- Text for analysis
▬▬▬▬▬▬▬▬▬▬

Opinion
CASE NO. 10-CV-11470
08-24-2011
HON. GEORGE CARAM STEEH
MAG. JUDGE LAURIE J. MICHELSON
REPORT AND RECOMMENDATION TO DENY
PLAINTIFF'S MOTION TO STRIKE (Dkt. 44)
In lieu of an Answer to Plaintiff's Complaint, Defendants' Gardon, Chadwell and Lashley filed a motion for dismissal and/or summary judgment based on failure to state a claim upon which relief can be granted and failure to exhaust administrative remedies. (Dkt. 9.) After that Motion was denied, Defendants filed their Answer and Affirmative Defenses ("Answer"). (Dkt. 41.) Plaintiff has moved to strike certain of the asserted affirmative defenses that appear in the Answer. All pretrial matters have been referred to this Court. (Dkts. 32, 33.) For the reasons set forth below, the Court RECOMMENDS that Plaintiff's Motion be DENIED.
"A motion to strike an affirmative defense is generally considered to be a dispositive motion and thus, the undersigned has prepared a report and recommendation, rather than an order." Jeeper's of Auburn, Inc. v. KWJB Enter., L.L.C., No. 10-13682, 2011 U.S. Dist. LEXIS 53492, at *2 n.1 (E.D. Mich. Mar. 16, 2011).

▬▬▬▬▬▬▬▬▬▬

Point-per-instance localization data:
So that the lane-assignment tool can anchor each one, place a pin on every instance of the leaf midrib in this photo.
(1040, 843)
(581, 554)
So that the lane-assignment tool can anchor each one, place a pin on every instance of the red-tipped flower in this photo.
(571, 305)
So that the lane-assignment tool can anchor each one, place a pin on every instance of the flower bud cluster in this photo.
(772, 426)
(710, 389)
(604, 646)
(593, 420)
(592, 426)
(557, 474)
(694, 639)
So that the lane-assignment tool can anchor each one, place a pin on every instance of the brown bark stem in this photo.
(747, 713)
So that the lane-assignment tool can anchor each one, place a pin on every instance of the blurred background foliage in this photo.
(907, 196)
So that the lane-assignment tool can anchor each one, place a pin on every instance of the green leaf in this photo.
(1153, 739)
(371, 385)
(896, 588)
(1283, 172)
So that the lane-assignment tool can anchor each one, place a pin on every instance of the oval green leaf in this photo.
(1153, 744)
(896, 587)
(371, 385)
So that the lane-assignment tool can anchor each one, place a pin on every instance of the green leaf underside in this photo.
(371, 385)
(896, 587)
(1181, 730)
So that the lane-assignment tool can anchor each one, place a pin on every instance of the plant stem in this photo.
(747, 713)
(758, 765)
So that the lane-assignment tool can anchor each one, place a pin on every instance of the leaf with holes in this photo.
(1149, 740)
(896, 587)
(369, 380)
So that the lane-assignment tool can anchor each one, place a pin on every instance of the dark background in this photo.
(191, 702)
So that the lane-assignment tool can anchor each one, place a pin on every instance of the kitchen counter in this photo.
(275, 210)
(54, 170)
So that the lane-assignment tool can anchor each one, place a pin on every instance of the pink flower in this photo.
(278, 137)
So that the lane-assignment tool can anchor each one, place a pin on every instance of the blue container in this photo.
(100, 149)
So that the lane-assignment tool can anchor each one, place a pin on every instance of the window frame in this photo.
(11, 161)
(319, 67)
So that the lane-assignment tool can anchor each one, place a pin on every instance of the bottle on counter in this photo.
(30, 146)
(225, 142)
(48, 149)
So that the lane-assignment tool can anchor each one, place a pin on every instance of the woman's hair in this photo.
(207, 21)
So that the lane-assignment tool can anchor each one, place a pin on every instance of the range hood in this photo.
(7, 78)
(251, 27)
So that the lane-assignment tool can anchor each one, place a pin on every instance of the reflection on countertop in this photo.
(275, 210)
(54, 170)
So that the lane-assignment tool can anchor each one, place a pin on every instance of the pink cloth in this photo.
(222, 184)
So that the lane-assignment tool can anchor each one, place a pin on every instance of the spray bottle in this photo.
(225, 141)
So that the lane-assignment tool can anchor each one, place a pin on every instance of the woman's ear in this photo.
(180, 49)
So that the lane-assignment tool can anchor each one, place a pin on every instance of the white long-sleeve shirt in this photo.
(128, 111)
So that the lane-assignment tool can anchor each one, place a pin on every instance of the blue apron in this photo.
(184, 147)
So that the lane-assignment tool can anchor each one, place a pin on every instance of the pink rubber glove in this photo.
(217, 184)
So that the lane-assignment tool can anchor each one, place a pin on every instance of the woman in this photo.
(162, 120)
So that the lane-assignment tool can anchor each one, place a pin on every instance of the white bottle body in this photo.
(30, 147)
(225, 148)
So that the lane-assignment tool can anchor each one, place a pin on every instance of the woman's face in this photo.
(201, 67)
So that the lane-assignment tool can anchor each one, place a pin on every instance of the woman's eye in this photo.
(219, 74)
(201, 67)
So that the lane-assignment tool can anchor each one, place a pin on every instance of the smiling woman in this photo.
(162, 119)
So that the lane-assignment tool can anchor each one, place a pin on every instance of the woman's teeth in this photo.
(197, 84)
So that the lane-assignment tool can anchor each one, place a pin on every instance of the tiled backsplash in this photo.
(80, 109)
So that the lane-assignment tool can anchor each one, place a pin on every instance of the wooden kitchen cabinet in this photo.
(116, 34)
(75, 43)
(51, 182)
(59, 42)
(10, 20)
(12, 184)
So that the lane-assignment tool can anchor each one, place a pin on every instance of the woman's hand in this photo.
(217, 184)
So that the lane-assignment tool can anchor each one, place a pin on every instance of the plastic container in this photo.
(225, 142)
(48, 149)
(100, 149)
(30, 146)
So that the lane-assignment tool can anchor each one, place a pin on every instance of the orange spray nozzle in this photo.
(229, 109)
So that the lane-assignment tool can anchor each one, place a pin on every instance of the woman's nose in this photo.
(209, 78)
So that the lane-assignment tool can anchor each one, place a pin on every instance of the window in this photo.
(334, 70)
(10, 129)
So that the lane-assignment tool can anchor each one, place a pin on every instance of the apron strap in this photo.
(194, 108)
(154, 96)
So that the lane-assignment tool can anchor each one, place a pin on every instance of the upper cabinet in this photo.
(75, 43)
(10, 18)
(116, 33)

▬▬▬▬▬▬▬▬▬▬

- Work order A
In the report and recommendation, what docket number is given for Defendants' Answer and Affirmative Defenses?
- Work order B
Say whether each statement agrees with the report and recommendation, answering yes or no and quoting the deciding words: (i) Defendants filed their Answer before their motion for dismissal was denied. (ii) All pretrial matters have been referred to the Court. (iii) The Court recommends that Plaintiff's Motion be granted.
- Work order C
Resume the report and recommendation after its last sentence.
These lines have no connection to the report and recommendation.

- Answer box A
Dkt. 41.

- Answer box B
(i) No: "After that Motion was denied, Defendants filed their Answer and Affirmative Defenses"
(ii) Yes: "All pretrial matters have been referred to this Court."
(iii) No: "the Court RECOMMENDS that Plaintiff's Motion be DENIED."

- Answer box C
Background
Plaintiff Bruce Howard, a prisoner currently incarcerated at the Kinross Correctional Facility in Michigan's Upper Peninsula, filed this prisoner civil rights case on April 13, 2010. Defendants characterize Plaintiff's complaint as alleging that Defendants "with willful and deliberate indifference denied [Plaintiff], who has the auto-immune disorder Lupus, a request to have his family purchase an air mattress for him, denied a request for his family to buy him bottled water, and that [he] was transferred to [KCF] in Michigan's Upper Peninsula in retaliation for the numerous medical treatment requests he made while at the [JCF]." (Dkt. 9 at 9.) On July 30, 2010, Defendants Gardon, Chadwell, Scutt, Lashley, and Caruso filed a motion for dismissal and/or summary judgment. (Dkt. 9.) On February 10, 2011, Magistrate Judge Komives issued a report and recommendation on this motion. (Dkt. 28.) Following objections, Judge Steeh issued an opinion accepting and adopting the Magistrate Judge's report and recommendation as to its findings and conclusions, including that (1) Defendants Gardon, Chadwell and Lashley's request for summary judgment as to the exhaustion requirement be denied without prejudice and (2) Defendants Gardon, Chadwell, and Lashley's request for dismissal for failure to state a claim be denied. (Dkt. 31.) Judge Steeh also ruled that "[a]fter exchanging the discovery ordered by the magistrate judge, if appropriate, defendants Gardon, Chadwell, and Lashley may bring a motion for summary judgment as to the exhaustion requirement." (Id. at 4.).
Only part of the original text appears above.